⟨

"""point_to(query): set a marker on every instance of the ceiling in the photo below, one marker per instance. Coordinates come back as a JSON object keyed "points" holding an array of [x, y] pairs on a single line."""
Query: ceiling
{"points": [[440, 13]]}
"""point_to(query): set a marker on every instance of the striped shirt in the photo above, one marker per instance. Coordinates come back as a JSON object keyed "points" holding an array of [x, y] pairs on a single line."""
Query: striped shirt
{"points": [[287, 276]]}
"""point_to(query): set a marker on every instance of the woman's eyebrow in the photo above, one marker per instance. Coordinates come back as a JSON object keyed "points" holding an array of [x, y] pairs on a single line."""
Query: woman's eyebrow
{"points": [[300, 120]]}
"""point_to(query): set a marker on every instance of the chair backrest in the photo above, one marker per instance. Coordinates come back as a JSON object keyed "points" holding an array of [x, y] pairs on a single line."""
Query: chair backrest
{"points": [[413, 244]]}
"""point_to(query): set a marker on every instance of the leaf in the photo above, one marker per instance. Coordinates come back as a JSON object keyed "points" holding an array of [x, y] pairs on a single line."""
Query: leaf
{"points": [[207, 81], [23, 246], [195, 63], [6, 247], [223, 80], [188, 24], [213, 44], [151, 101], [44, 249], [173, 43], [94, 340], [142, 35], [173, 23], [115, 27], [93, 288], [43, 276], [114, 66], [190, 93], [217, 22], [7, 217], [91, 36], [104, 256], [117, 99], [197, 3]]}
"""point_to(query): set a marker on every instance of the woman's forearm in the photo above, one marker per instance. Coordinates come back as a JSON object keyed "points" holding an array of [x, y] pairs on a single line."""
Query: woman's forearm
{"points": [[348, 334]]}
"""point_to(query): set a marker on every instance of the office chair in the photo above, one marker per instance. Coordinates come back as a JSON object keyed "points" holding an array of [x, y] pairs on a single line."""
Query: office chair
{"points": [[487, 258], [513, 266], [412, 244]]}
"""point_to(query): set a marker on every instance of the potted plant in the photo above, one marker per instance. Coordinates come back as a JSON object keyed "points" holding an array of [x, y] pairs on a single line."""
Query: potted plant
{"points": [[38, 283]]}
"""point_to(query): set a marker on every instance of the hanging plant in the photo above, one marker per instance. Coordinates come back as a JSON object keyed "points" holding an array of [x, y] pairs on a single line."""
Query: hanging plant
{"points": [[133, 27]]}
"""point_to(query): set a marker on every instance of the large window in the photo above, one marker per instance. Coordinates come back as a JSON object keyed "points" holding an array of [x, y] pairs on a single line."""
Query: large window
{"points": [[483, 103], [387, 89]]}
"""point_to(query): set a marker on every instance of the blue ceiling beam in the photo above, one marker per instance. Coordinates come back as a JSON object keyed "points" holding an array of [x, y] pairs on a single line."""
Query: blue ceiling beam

⟩

- _What is expected_:
Can you copy out, verbatim, the part of the records that opens with the line containing "of the potted" and runs through the last line of the records, both included?

- _Reply_:
"""point_to(query): set a marker on every instance of the potted plant in the photo above, one marker per instance. Coordinates come back as a JSON object keyed "points" holding an array of [x, y] pairs on a single line."""
Query: potted plant
{"points": [[38, 283]]}
"""point_to(query): set a marker on every instance of the hanging plant in the photo above, one marker per instance. Coordinates come back as a JSON object keyed "points" holding an array of [x, y] pairs on a single line."""
Query: hanging plant
{"points": [[133, 27]]}
"""point_to(query): set a marker on every instance of the large window in the photo above, one marker per instance. Coordinates come back as a JSON object keyed "points" holding an array of [x, y] pairs on a single line."""
Query: large window
{"points": [[483, 103], [387, 89]]}
"""point_to(query): set a marker on every instance of the blue ceiling beam in the photo above, one marker per instance. Coordinates come back as a JSON object keyed "points" holding an array of [x, y] pairs on a single line."""
Query: blue ceiling beam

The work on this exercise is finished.